## [SOURCE DOCUMENT]
++++++++

Sowing the seeds
Earlier this week the Victims’ Commissioner, Dame Vera Baird, published a new report: Sowing the Seeds: Children’s experience of domestic abuse and criminality.
In her accompanying press release, Dame Vera is keenly aware that the review was published in the midst of the Coronavirus pandemic lockdown, with everyone subject to measures designed to contain the spread of the virus. The same measures present an unprecedented risk for victims of domestic abuse, who are compelled to stay within the home shared with an abusive partner.
The findings of this report suggest this should not be regarded as a short-term problem; children who are exposed to domestic abuse are not casual bystanders and the evidence suggests impacts will be huge and far reaching.
The review finds there is an overlap between children’s experience of domestic abuse and their offending behaviour. 1/4 of children who are identified as having socially unacceptable behaviour, also have identify concerns about domestic abuse of a parent or carer. Workers who support children out of a gang-related activity report that the children and young people they work with commonly come from backgrounds of domestic abuse.
The review finds children who experience domestic abuse may seek alternative relationships outside of the home, leaving them vulnerable to sexual and criminal exploitation. Children in alternative school provision, those in unregulated care homes and children sent far from home are also particularly vulnerable.
The criminal justice response to child criminal exploitation is inconsistent, with different police forces taking different approaches. Children who are victims of criminal exploitation through county lines drug dealing may be seen as offenders rather than victims, depending on which police officer or police force they encounter.
Early intervention to identify and support children and young people who experience domestic abuse is crucial. Thresholds for intervention are currently so high that things have to be “really serious” before children’s services intervene.
The report looks at the impacts of domestic abuse on children and young people and presents just how widespread the problem is:
- The Children’s Commissioner estimates that 3 million children under the age of 17 live in a household where an adult has ever experienced domestic violence and abuse.
- One in five children see or hear what happened in cases of partner abuse.
- More than half of Children in Need assessments identified domestic abuse as a factor for children in England.
- Stakeholders and practitioners identified severe and multiple effects of domestic abuse for children and young people. These include harms to emotional and psychological well-being as well as effects on education, relationships, risky and harmful behaviour and housing and accommodation.
Dame Vera makes a number of strong recommendations to try to tackle this enduring problem. These include:
- A call for children who experience domestic abuse to be recognised in statute as victims of crime.
- These children to receive targeted interventions and support to help them recover from domestic abuse.
- Children who are victims of domestic abuse must not be made more vulnerable to exploitation by sending them far away from their homes and support networks when taken into care.
- All care home should be regulated, including those for young people aged 16 who can be just as vulnerable and susceptible to exploitation as younger children.
The Victims’Commissioner concludes by saying:
“I hope that instead of sowing the seeds of violence, we can sow the seeds for a brighter future for our children and young people.”

++++++++

## [WHAT YOU WILL DO]
Using the passage on the Sowing the Seeds report, state whether each statement agrees with it: (a) one in five children see or hear what happened in cases of partner abuse; (b) thresholds for children's services to intervene are currently low; (c) police forces take a consistent approach to child criminal exploitation. Answer each with yes or no and quote the deciding words.

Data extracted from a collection
++++++++

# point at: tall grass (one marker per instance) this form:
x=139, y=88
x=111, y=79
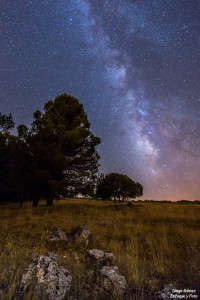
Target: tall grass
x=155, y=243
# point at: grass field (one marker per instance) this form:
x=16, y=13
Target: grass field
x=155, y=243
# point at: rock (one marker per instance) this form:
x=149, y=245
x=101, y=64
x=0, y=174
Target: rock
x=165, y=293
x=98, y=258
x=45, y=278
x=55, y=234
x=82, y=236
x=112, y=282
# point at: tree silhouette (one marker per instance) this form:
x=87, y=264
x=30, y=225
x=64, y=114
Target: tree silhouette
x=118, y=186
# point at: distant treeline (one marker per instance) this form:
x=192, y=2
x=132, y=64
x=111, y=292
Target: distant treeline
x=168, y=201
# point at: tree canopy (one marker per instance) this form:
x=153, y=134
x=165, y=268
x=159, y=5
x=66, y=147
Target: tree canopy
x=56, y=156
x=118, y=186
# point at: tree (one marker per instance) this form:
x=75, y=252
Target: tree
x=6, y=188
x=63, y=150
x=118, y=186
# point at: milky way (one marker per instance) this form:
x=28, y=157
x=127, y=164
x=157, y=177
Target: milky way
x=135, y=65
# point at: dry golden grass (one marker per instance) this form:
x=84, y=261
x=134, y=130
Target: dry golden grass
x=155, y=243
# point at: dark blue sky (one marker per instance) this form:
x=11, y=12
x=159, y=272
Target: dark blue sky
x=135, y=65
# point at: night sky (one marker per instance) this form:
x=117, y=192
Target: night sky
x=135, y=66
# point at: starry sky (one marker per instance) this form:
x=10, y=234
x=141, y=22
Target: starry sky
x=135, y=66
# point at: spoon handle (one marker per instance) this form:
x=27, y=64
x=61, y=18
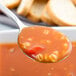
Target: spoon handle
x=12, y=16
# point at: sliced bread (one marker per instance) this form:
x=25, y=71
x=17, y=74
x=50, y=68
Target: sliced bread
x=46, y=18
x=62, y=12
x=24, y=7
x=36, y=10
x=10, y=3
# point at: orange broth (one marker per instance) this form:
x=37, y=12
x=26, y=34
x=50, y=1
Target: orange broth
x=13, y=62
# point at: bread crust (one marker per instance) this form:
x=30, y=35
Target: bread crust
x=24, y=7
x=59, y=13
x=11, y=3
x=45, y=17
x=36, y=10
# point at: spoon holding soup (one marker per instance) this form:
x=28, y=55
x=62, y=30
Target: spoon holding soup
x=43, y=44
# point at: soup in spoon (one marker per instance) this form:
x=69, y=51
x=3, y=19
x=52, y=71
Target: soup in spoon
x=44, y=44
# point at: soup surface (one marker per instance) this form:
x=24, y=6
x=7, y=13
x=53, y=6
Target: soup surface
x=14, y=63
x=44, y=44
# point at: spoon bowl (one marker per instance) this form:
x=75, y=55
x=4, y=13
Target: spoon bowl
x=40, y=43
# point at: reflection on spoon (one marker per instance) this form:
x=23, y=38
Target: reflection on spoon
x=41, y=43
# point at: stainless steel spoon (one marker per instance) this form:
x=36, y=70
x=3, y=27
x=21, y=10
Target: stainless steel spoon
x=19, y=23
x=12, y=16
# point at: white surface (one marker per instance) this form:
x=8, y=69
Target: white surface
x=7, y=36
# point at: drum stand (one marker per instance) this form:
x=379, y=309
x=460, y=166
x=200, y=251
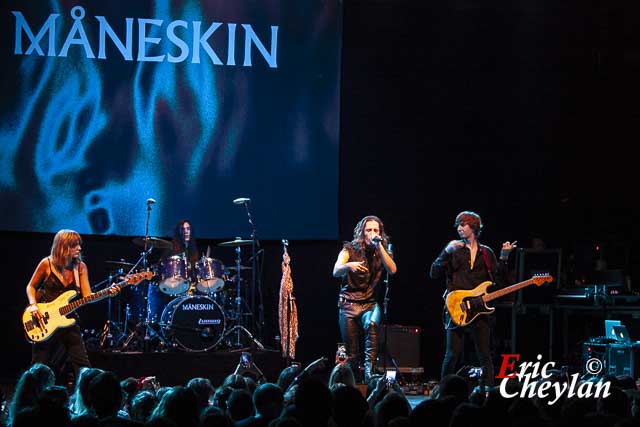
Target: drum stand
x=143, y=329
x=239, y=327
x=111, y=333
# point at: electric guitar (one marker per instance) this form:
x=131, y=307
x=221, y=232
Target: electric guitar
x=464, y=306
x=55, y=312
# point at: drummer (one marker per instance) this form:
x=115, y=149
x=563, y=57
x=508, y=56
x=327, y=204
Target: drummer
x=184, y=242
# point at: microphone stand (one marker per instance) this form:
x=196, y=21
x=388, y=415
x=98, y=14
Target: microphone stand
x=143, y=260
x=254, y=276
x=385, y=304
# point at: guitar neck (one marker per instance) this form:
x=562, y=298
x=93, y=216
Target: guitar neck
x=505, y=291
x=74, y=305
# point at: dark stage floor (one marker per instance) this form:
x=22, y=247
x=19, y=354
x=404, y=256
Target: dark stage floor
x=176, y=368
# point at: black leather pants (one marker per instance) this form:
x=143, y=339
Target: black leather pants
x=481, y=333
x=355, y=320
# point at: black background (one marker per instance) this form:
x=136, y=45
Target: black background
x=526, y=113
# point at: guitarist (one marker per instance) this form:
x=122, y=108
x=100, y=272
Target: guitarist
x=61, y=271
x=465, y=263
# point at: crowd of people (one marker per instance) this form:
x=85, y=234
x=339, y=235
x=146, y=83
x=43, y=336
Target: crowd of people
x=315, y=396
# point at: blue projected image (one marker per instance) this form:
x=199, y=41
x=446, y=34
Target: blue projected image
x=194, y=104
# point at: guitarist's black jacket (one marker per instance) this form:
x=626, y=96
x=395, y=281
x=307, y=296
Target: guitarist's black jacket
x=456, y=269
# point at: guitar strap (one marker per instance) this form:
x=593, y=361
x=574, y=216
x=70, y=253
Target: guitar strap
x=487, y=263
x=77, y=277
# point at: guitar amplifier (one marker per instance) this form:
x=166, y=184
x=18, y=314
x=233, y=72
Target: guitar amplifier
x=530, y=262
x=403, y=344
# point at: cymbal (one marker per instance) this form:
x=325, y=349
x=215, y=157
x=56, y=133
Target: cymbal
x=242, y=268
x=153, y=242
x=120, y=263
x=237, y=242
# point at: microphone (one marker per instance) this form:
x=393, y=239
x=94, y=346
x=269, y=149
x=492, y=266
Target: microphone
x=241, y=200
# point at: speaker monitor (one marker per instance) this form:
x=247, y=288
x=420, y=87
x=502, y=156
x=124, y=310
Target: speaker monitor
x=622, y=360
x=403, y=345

++++++++

## [SOLVED EXERCISE]
(a) Yes: "One in five children see or hear what happened in cases of partner abuse."
(b) No: "Thresholds for intervention are currently so high that things have to be “really serious” before children’s services intervene."
(c) No: "The criminal justice response to child criminal exploitation is inconsistent, with different police forces taking different approaches."